Stored data
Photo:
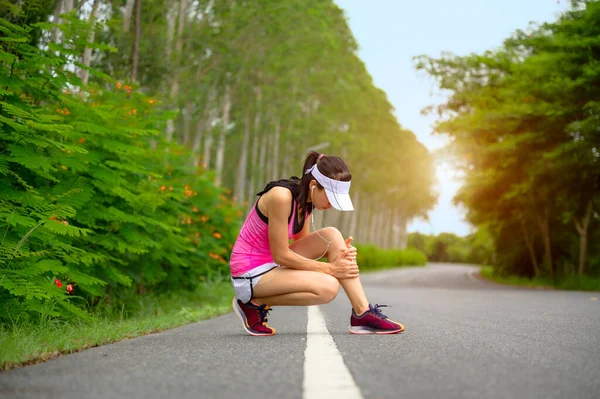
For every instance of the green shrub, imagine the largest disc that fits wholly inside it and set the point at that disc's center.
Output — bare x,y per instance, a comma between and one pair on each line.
91,196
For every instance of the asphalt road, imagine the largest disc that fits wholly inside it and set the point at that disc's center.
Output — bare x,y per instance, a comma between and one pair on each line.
464,338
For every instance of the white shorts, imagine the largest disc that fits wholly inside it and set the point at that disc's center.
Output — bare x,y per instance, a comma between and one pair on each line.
244,284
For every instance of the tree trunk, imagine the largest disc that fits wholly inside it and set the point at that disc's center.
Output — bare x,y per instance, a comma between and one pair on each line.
170,129
402,235
56,20
171,18
240,186
187,120
269,153
135,56
275,168
197,143
209,128
87,52
544,225
531,249
127,13
262,158
582,229
222,137
254,161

*TASK DIRECTIONS*: Your copy of the data should match it exactly, except that pictures are left out.

*FINISHED TASK*:
Photo:
For every instance of the green shrub, imagine the largest disc that fits wholly inside it and set the point at that disc's center.
Output — bare x,y per instance, a comma between and one pair on each line.
91,196
For every instance of the asphalt road, imagine the largest disc that fits wholly inside it and set the point at that disc's center.
Output — bare x,y per instance, a comma between and one pair on each line.
464,338
For every instance of the white shorts, imagine the largest disc that fits wholly inside it and set the point at that disc's center.
Output — bare x,y per instance, a comma between and one pair on each line.
244,284
For every instance of the tree trunk, imagine the largest disc that fits wholly inside it and set the point at that disc's center.
Output — bare x,y per instance, a comma between and one pair on each line.
170,129
402,235
56,20
171,18
240,186
187,120
269,153
135,56
275,168
197,143
209,128
87,52
544,225
531,249
127,13
262,158
582,229
222,137
254,161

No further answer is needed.